• **WHAT IS REQUIRED**: Please copy the part of the review of the film "Son" between "Andi Matichak, Emile" and "the horror genre.", inclusive, substituting "parent" for "mother".

Andi Matichak, Emile Hirsch, Luke David Blumm, Rocco Sisto, Kristine Nielsen,
Wanetah Walmsley, Ethan McDowell, Cranston Johnson, David Kallaway
Directed by Ivan Kavanagh
With shades of “Rosemary’s Baby” and “Let the Right One In” writer-director Ivan Kavanagh explores the bond between a mother and her son and the lengths she would go to protect him in the new horror thriller “Son.” Andi Matichak, who played the granddaughter of Jamie Lee Curtis in 2018’s “Halloween” reboot, takes on the maternal role as Laura, a single mom whose son David (Luke David Blumm) falls terribly ill after being visited in the middle of the night by a group of strangers. Emile Hirsch plays the detective working the case that gets stranger by the minute. Blood, gore, and a shocking ending make this a worthy entry to the horror genre.

• **DATA EXTRACT**:
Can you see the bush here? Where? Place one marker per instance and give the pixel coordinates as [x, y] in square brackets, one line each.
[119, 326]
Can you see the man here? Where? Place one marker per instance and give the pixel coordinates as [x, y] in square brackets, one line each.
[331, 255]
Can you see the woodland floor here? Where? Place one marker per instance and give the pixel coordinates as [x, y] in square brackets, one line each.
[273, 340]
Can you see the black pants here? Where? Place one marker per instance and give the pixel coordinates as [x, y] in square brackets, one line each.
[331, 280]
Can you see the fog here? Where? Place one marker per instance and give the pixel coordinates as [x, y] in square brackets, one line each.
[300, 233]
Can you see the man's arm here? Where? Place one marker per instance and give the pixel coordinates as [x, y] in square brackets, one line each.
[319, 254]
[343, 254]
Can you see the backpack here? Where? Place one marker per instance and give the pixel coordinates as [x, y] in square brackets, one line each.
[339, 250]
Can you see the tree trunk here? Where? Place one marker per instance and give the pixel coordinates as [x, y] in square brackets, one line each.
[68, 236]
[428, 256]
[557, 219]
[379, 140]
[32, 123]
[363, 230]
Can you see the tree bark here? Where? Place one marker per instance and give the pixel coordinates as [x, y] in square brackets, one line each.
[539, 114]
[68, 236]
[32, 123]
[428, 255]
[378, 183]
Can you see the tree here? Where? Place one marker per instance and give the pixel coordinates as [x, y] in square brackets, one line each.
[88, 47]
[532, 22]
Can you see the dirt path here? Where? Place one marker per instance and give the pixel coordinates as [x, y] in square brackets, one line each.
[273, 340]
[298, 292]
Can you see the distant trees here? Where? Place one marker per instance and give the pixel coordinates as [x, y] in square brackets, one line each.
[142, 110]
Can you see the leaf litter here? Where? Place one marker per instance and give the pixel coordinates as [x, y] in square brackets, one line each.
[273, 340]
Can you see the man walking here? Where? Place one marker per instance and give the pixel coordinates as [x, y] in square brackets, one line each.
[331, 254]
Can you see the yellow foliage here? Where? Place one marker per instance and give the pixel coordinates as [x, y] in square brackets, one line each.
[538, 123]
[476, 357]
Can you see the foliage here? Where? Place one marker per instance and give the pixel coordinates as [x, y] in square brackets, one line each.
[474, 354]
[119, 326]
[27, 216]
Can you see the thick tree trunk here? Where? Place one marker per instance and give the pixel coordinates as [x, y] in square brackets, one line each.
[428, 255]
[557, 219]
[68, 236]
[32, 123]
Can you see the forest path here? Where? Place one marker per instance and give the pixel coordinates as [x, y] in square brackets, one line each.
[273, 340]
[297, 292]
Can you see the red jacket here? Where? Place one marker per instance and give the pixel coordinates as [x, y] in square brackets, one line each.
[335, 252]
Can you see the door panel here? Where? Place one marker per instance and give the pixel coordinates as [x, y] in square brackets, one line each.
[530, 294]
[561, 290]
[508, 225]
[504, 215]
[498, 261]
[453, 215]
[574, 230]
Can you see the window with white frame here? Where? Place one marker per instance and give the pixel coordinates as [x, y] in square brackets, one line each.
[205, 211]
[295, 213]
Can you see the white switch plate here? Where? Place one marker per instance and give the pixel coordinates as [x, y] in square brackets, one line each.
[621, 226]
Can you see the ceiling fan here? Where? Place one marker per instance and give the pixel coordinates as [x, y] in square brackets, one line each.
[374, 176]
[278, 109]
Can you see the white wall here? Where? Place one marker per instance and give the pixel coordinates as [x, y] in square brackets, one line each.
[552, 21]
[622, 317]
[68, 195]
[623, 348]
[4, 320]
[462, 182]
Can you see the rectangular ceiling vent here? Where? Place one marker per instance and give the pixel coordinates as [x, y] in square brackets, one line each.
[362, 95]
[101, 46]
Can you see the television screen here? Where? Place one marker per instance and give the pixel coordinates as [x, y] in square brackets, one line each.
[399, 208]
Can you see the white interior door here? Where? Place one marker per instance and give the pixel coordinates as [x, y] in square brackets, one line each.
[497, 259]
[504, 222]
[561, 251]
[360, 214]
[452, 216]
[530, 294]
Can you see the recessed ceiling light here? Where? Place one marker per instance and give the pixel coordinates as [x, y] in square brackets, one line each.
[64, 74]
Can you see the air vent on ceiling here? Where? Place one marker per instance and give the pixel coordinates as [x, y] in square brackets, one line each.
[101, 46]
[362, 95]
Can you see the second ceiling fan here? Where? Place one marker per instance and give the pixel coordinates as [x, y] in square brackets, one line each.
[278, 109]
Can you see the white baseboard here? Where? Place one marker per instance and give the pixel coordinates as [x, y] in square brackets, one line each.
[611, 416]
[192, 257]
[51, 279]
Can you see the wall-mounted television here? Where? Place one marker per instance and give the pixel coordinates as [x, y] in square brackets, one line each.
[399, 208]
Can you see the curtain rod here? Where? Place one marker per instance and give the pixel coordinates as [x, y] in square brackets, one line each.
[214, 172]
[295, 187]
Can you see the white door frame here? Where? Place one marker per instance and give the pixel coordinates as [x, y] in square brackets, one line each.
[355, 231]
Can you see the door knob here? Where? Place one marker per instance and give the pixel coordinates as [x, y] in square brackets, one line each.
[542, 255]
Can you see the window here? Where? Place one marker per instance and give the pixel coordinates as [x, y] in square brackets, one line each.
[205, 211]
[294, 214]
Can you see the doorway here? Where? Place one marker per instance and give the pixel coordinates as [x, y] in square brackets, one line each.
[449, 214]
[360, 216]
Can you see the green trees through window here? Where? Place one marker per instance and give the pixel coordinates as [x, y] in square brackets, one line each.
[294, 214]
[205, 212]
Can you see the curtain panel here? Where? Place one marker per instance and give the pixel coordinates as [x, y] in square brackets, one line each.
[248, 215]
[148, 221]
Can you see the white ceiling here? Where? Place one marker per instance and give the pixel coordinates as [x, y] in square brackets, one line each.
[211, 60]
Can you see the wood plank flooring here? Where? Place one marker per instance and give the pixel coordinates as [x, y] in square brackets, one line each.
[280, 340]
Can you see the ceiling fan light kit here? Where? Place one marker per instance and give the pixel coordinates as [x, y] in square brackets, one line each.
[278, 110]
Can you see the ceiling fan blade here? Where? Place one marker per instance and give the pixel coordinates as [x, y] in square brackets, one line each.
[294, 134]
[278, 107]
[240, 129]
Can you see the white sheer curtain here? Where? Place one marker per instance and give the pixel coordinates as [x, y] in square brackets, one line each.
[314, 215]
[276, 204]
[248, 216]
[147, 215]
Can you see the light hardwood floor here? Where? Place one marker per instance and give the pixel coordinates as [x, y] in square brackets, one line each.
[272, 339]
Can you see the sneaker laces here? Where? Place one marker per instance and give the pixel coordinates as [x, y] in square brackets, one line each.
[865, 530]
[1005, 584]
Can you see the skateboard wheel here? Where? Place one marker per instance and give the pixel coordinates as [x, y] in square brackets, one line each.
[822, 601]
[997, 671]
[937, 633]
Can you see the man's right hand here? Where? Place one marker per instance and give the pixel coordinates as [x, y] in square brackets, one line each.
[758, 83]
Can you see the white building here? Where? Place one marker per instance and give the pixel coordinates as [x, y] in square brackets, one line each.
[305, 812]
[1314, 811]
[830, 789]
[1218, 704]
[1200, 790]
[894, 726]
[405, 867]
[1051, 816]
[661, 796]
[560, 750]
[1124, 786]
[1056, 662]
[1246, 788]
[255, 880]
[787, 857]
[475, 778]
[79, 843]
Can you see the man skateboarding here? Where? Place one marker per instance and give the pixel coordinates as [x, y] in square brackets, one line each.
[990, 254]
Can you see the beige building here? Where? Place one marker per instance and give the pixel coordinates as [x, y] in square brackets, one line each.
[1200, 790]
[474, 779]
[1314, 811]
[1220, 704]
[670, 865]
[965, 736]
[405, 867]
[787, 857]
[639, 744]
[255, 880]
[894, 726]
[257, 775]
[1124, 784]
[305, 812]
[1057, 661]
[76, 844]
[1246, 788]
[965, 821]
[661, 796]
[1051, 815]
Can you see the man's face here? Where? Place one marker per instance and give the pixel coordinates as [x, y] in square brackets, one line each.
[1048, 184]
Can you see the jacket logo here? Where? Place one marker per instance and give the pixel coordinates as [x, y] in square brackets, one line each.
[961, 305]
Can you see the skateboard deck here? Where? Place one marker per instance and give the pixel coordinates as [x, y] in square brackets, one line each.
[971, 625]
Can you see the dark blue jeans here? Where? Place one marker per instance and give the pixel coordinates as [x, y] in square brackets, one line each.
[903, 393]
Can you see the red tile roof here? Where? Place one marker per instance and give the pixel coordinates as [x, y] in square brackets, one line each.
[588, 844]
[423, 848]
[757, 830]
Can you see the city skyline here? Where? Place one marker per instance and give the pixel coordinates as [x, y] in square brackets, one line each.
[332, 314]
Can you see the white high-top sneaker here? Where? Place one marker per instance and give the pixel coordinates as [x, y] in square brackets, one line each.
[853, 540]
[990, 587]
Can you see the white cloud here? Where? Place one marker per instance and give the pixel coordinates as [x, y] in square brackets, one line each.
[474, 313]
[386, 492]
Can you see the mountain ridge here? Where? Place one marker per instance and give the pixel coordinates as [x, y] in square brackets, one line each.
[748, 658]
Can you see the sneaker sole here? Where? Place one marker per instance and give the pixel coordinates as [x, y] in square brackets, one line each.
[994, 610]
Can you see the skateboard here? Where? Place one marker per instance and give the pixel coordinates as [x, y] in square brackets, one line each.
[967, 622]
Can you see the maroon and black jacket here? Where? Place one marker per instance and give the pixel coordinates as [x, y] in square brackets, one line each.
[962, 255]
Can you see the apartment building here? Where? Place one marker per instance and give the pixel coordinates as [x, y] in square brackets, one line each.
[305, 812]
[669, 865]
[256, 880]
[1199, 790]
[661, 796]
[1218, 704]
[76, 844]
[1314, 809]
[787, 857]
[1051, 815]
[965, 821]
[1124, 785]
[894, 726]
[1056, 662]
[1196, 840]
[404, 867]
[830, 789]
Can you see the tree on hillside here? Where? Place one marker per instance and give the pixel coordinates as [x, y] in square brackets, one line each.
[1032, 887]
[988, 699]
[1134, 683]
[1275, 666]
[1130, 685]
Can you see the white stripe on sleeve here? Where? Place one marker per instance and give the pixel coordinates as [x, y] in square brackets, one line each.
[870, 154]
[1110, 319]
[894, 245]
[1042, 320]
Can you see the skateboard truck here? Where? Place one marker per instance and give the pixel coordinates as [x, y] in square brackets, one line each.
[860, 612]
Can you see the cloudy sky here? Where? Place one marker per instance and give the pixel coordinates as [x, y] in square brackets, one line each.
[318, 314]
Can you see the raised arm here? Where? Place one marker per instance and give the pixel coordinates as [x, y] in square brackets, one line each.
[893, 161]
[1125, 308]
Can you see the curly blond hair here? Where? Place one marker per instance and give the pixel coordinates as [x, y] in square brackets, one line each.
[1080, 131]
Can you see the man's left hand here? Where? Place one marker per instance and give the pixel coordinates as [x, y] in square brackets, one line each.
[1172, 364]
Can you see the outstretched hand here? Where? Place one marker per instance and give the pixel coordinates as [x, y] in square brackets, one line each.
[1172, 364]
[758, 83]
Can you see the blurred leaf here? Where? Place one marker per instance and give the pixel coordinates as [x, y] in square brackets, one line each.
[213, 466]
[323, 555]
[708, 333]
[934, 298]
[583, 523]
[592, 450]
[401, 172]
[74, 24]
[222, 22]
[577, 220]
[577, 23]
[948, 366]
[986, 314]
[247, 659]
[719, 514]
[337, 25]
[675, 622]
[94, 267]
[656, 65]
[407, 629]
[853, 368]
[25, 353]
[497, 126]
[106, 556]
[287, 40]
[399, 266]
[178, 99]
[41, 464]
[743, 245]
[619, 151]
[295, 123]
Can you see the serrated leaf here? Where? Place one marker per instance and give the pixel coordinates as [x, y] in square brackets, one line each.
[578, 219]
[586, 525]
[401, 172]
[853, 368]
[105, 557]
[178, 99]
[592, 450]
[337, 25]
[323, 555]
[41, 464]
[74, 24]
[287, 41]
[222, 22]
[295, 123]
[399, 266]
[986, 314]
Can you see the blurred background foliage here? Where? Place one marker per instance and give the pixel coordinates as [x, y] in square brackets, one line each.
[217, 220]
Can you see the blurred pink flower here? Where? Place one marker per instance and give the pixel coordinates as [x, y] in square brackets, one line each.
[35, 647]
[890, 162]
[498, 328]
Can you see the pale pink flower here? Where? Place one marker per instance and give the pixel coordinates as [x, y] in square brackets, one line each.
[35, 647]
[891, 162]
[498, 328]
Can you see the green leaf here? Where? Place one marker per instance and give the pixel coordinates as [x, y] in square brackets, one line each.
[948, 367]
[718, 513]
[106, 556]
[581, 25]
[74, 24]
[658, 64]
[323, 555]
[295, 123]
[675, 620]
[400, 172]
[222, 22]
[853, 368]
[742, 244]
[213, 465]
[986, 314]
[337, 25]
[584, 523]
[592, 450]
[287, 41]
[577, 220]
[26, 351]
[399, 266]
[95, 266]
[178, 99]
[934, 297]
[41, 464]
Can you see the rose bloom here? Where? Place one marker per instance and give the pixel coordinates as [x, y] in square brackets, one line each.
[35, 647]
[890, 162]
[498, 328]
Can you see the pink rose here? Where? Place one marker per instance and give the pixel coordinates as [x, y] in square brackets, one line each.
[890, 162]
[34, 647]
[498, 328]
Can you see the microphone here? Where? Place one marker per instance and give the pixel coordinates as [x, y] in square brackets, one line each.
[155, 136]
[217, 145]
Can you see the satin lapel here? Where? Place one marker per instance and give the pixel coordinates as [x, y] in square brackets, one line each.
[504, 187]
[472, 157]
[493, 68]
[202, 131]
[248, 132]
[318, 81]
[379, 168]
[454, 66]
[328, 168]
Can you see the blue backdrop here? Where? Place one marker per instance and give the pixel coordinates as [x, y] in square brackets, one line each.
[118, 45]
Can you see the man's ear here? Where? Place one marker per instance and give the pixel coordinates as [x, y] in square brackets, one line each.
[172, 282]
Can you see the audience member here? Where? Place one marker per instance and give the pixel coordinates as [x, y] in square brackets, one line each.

• **RESULT BELOW**:
Andi Matichak, Emile Hirsch, Luke David Blumm, Rocco Sisto, Kristine Nielsen,
Wanetah Walmsley, Ethan McDowell, Cranston Johnson, David Kallaway
Directed by Ivan Kavanagh
With shades of “Rosemary’s Baby” and “Let the Right One In” writer-director Ivan Kavanagh explores the bond between a parent and her son and the lengths she would go to protect him in the new horror thriller “Son.” Andi Matichak, who played the granddaughter of Jamie Lee Curtis in 2018’s “Halloween” reboot, takes on the maternal role as Laura, a single mom whose son David (Luke David Blumm) falls terribly ill after being visited in the middle of the night by a group of strangers. Emile Hirsch plays the detective working the case that gets stranger by the minute. Blood, gore, and a shocking ending make this a worthy entry to the horror genre.